Miracles in Goodness


Saat kepulanganku setelah hari pendidikan dan pelatihan yang memakan waktu banyak itu, aku membawa senyuman hangat yang terbit dalam diriku. Walau saat sampai di pelabuhan, kapal yang akan aku tumpangi telah berlayar dan masih terlihat baru berangkat dari dermaga. Aku menertawai diri sendiri dan Viola yang terlihat kesal karena kebodohan kami pagi itu.


Yah, aku bersama Viola yang akan menyeberang menuju Pelabuhan Tanjung Perak dengan tujuan kota yang berbeda pada akhirnya. Aku menikmati udara sejuk pagi itu yang membawaku mengingat kembali peristiwa pendidikan dan pelatihan yang sudah mulai kurasai kebiasaannya.


Rasa sedih menggelayuti hatiku, rasanya baru kemarin aku bisa berkumpul secara offline dengan teman satu angkatanku yang berbeda prodi. Terlepas dari semenyebalkan apapun mereka namun bagiku tetap saja perpisahan adalah hal buruk yang paling tidak kusuka kehadirannya.


Singkatnya, aku dan Viola mulai masuk ke dalam kapal dan memilih tempat duduk di tengah yang paling nyaman dan dekat dengan tangga yang menurun supaya nantinya tidak perlu kesulitan saat akan turun.


Kami duduk dan mulai menempatkan diri dalam posisi ternyaman. Sehingga kemudian fokusku beralih pada seorang kakek yang berjalan lamban dan sedikit membungkuk. Ia terduduk di depan Viola dengan membawa kantung keresek transparan yang kulihat isinya ialah sapu tangan, rokok, dan beberapa barang lain yang tidak dapat kuterka.


Sesaat setelah duduk ia bertanya pada seseorang yang berjualan mengenai permen yang dapat ia beli, sang penjual memberika seplastik permen dan menambahkan satu lagi secara gratis. Kakek itu menerimanya dan mengucapkan terimakasih.


Namun, beberapa detik kemudian ia menoleh kebelakang dan memberikannya kepadaku dan Viola. Karena merasa tak nyaman, aku dan Violaa menolak. Tapi tetap saja kakek itu memaksa agar aku mau mengambil permen yang diberikannya.


“Nak, tidak boleh menolak rezeki yang diberikan oleh orang lain” begitu ujarnya dalam bahasa Madura. Tentu Viola tidak mengerti, namun aku tahu apa yang disampaikan kakek itu karena aku berasal dari Kota Probolinggo yang notabenenya menggunakan bahasa Madura dan Jawa sekaligus.

_Cuplikan Data_

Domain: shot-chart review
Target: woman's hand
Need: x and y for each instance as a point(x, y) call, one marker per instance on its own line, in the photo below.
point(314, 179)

_Tugas Anda_
1. Salin dengan tepat bagian cerita "Miracles in Goodness" mulai dari "Saat kepulanganku setelah" sampai "kami pagi itu.".
2. Menurut cerita "Miracles in Goodness", narator berasal dari kota mana?
3. Sebutkan semua orang yang terlibat dalam peristiwa pemberian permen di kapal dalam cerita "Miracles in Goodness".
Jawablah hanya dengan berpedoman pada cerita "Miracles in Goodness".

_Kunci Jawaban_
1.
Saat kepulanganku setelah hari pendidikan dan pelatihan yang memakan waktu banyak itu, aku membawa senyuman hangat yang terbit dalam diriku. Walau saat sampai di pelabuhan, kapal yang akan aku tumpangi telah berlayar dan masih terlihat baru berangkat dari dermaga. Aku menertawai diri sendiri dan Viola yang terlihat kesal karena kebodohan kami pagi itu.

2. Kota Probolinggo.

3. Kakek, penjual permen, narator (aku), Viola